Outline labeling records
>> Begin

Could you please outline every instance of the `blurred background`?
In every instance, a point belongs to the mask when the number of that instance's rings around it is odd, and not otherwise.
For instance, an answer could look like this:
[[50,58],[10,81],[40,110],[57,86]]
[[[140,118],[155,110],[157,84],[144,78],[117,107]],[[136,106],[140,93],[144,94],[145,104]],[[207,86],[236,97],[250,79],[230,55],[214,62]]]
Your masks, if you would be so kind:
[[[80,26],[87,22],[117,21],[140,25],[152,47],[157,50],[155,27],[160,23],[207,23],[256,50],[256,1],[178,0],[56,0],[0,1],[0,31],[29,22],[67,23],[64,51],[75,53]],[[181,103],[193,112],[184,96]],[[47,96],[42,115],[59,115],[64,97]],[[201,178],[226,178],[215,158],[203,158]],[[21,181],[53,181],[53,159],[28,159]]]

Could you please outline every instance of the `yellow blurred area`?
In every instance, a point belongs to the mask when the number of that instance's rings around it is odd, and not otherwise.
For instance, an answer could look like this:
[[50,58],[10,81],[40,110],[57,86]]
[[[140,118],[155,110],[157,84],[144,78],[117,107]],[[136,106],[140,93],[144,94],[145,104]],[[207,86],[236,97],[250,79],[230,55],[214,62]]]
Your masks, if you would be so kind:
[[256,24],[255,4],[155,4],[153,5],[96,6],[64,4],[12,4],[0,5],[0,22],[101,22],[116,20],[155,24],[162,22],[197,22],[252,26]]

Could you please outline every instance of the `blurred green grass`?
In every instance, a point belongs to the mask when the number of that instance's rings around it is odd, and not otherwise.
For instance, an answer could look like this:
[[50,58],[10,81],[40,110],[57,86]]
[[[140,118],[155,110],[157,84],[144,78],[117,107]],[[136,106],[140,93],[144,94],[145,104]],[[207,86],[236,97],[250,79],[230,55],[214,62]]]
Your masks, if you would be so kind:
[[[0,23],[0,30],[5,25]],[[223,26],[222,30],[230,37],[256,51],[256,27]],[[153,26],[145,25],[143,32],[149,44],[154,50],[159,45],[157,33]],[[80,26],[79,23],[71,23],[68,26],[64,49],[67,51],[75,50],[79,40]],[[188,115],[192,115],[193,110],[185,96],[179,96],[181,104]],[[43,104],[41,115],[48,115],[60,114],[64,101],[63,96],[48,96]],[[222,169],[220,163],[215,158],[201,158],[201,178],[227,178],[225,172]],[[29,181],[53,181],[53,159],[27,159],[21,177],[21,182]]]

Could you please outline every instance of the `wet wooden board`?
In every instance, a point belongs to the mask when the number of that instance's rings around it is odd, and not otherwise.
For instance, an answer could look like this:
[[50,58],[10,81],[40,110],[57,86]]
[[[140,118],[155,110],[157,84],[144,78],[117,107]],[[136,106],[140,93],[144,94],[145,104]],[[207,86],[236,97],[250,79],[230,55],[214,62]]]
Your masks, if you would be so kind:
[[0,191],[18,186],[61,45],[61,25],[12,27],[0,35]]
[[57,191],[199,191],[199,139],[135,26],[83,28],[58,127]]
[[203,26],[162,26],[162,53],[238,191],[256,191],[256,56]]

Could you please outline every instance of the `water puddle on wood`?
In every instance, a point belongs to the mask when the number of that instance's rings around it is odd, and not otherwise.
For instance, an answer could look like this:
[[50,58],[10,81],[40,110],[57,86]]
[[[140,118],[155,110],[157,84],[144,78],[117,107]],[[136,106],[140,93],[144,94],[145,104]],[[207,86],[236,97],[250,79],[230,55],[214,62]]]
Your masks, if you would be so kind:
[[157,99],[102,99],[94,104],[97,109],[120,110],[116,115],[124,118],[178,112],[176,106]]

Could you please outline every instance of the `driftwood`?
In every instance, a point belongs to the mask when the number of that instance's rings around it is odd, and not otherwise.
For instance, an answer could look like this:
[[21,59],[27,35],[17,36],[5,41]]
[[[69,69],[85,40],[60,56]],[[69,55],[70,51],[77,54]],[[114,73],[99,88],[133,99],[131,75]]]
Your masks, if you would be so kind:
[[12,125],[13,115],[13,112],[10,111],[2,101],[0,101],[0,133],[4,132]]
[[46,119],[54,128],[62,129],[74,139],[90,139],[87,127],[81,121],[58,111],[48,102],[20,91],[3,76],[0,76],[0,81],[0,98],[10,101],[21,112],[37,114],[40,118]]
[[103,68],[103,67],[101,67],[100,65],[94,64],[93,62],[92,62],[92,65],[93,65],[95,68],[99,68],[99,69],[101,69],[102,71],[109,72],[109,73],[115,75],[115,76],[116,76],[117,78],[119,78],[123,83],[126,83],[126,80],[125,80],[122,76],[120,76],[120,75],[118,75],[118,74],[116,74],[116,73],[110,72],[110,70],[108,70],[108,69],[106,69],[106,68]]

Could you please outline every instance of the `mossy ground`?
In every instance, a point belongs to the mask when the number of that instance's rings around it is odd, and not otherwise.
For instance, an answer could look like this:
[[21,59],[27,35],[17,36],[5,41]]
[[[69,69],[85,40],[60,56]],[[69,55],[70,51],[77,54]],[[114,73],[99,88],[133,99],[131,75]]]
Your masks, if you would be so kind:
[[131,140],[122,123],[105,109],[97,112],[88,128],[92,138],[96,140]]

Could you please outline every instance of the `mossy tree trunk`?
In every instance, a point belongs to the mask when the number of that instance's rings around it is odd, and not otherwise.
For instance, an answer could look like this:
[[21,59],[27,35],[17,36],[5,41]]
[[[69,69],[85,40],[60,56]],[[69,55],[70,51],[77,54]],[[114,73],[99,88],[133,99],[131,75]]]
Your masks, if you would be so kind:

>> End

→ **What you are asked to do**
Please pull out every line above that contains the string "mossy", treating uppercase and lowercase as different.

→ **Solution**
Could you please outline every instance of the `mossy ground`?
Could you please outline every instance of the `mossy tree trunk`?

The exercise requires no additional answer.